[Point labeling dataset excerpts]
┌──
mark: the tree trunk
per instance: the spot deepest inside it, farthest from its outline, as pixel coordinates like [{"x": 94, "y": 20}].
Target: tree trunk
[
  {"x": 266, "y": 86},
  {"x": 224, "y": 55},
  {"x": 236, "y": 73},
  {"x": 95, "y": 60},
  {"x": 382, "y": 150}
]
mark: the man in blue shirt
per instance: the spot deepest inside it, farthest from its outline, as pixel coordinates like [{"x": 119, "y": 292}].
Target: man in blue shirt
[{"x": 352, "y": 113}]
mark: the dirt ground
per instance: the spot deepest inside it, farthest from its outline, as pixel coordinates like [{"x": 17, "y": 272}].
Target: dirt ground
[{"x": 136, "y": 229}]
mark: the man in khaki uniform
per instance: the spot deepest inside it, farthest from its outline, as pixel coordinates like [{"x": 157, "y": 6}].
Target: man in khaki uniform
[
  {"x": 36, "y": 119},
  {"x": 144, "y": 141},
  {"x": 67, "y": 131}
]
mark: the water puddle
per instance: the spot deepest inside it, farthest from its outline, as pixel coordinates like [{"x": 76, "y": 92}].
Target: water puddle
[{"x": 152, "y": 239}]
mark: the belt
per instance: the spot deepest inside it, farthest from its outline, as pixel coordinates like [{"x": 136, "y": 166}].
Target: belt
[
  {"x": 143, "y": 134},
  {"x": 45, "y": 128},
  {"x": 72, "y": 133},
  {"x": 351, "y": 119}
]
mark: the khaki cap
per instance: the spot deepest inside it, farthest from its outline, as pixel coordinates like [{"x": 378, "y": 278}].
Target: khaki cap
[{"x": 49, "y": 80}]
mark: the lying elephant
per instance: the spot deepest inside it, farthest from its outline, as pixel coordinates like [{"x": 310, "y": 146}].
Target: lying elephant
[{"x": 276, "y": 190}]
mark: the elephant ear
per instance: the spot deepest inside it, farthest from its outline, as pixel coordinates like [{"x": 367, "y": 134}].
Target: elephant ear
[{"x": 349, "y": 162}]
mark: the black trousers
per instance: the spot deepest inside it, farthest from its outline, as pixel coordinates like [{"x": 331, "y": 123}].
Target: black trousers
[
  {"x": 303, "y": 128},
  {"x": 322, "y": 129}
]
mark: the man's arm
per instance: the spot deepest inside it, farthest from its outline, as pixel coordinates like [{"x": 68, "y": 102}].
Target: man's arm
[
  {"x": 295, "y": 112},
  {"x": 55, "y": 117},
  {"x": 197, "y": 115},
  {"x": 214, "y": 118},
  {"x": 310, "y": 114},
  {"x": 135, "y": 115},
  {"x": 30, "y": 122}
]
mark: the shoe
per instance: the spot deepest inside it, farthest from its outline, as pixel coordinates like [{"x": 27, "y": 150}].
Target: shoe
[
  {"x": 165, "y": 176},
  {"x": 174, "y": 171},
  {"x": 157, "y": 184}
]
└──
• Exercise details:
Give all the records again. Match them exactly.

• Final result:
mark: the tree trunk
per instance: the spot deepest inside it, farthest from its outline, as pixel coordinates like [{"x": 94, "y": 20}].
Target: tree trunk
[
  {"x": 266, "y": 86},
  {"x": 224, "y": 55},
  {"x": 236, "y": 73},
  {"x": 95, "y": 60},
  {"x": 382, "y": 150}
]
mark: the man in blue shirt
per instance: the spot deepest inside it, farthest from its outline, as pixel coordinates like [{"x": 119, "y": 292}].
Target: man in blue shirt
[{"x": 352, "y": 113}]
mark: the dirt ground
per instance: the spot deepest inside it, farthest from its outline, as pixel coordinates like [{"x": 17, "y": 272}].
Target: dirt ground
[{"x": 136, "y": 229}]
mark: the man in khaki uniform
per instance: the spot deepest inside it, farthest from its outline, as pixel coordinates like [{"x": 157, "y": 6}].
Target: man in khaki uniform
[
  {"x": 36, "y": 119},
  {"x": 144, "y": 141},
  {"x": 67, "y": 131}
]
mark: the water puddle
per instance: the spot deepest inside it, farthest from its outline, as pixel coordinates like [{"x": 76, "y": 92}].
Target: water puddle
[{"x": 152, "y": 239}]
mark: the belt
per instance: the spot deepest inside it, farthest from its outline, as pixel coordinates like [{"x": 136, "y": 166}].
Target: belt
[
  {"x": 143, "y": 134},
  {"x": 45, "y": 128},
  {"x": 72, "y": 133},
  {"x": 351, "y": 119}
]
mark: the khaki cap
per instance: the spot deepest inside it, farthest from its outline, as pixel coordinates like [{"x": 378, "y": 278}].
Target: khaki cap
[{"x": 49, "y": 80}]
mark: the lying elephant
per instance: the spot deepest inside it, farthest from its outline, as pixel coordinates like [{"x": 310, "y": 146}].
Target: lying elephant
[{"x": 276, "y": 190}]
mark: the elephant ear
per instance: the spot deepest inside it, farthest from its outline, as pixel coordinates like [{"x": 367, "y": 134}].
Target: elephant ear
[{"x": 349, "y": 162}]
mark: the black trousers
per instance: the spot deepest inside it, farthest from its outline, as pixel coordinates like [{"x": 331, "y": 123}].
Target: black trousers
[
  {"x": 303, "y": 128},
  {"x": 322, "y": 129}
]
mark: the man's arm
per instance: the spot deepest inside it, farthest from its outline, as pixel coordinates like [{"x": 68, "y": 102}].
Target: man's arm
[
  {"x": 295, "y": 112},
  {"x": 55, "y": 117},
  {"x": 197, "y": 115},
  {"x": 214, "y": 118},
  {"x": 310, "y": 114},
  {"x": 135, "y": 115},
  {"x": 30, "y": 122}
]
mark: the shoe
per instance: the spot deepest inside it, farthest from its outline, as pixel coordinates like [{"x": 27, "y": 150}].
Target: shoe
[
  {"x": 165, "y": 176},
  {"x": 174, "y": 171},
  {"x": 157, "y": 184}
]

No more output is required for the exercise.